***** AUSGEWÄHLTER AUSZUG
Worum geht es also? Polizist Roberto Marías geht jeden Montag und Donnerstag zu seinem Psychiater. Fest steht nur, er übt seinen Beruf momentan nicht aus und hat mit den Geistern der Vergangenheit zu kämpfen. Carofiglio nimmt sich für seine Geschichte Zeit. Er erzählt ohne jede Hektik vom Innenleben des Polizisten, der langsam wieder ins normale Leben zurückzufinden versucht.

“Ich rede wie in einem schlechten Film.” (Roberto)

“Das gefällt mir, ich sehe fast nur schlechte Filme.” (Emma)

Genau genommen hat Carofiglio keinen Krimi geschrieben, sondern ein einfühlsames Porträt. Dennoch ist bei mir der Funken nie so richtig übergesprungen. Vielleicht auch weil die Patient-Psychiater-Beziehung einen wesentlichen Teil des Buches einnimmt, gleichzeitig dieser Psychologie-Strang aber ein wenig oberflächlich bleibt. “In der Brandung” ist ein netter Roman für den lauen Sommerabend oder den Urlaub, mehr aber aus meiner Sicht leider auch nicht. Die Dialoge kamen mir manchmal konstruiert und platt vor. Roberto sagt etwa zu Emma, der weiblichen Hauptperson: “Mein Leben ist immer noch ein Chaos, ich versuche, die Trümmer der Vergangenheit hinter mir zu lassen”. Wer spricht wirklich so? Das klingt wie aus einem schlechten Film. Dadurch wirkt alles ein wenig gekünstelt und nicht immer authentisch.
**********
***** BEREITGESTELLTES MATERIAL
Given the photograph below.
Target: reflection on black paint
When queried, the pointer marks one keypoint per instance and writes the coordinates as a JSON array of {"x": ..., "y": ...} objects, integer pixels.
**********
AUFGABE 1:
Schreiben Sie aus der Rezension alles von „Genau genommen hat“ bis hinunter zu „nicht immer authentisch.“ unverändert ab.
AUFGABE 2:
Beantworten Sie anhand der Rezension kurz:
(a) An welchen Tagen geht Roberto Marías zu seinem Psychiater?
(b) Wie heißt die weibliche Hauptperson?
(c) Für welche Gelegenheiten nennt die Rezension den Roman geeignet?

SCHRIFTLICHE ANTWORT 1:
Genau genommen hat Carofiglio keinen Krimi geschrieben, sondern ein einfühlsames Porträt. Dennoch ist bei mir der Funken nie so richtig übergesprungen. Vielleicht auch weil die Patient-Psychiater-Beziehung einen wesentlichen Teil des Buches einnimmt, gleichzeitig dieser Psychologie-Strang aber ein wenig oberflächlich bleibt. “In der Brandung” ist ein netter Roman für den lauen Sommerabend oder den Urlaub, mehr aber aus meiner Sicht leider auch nicht. Die Dialoge kamen mir manchmal konstruiert und platt vor. Roberto sagt etwa zu Emma, der weiblichen Hauptperson: “Mein Leben ist immer noch ein Chaos, ich versuche, die Trümmer der Vergangenheit hinter mir zu lassen”. Wer spricht wirklich so? Das klingt wie aus einem schlechten Film. Dadurch wirkt alles ein wenig gekünstelt und nicht immer authentisch.

SCHRIFTLICHE ANTWORT 2:
(a) Montags und donnerstags.
(b) Emma.
(c) Für den lauen Sommerabend oder den Urlaub.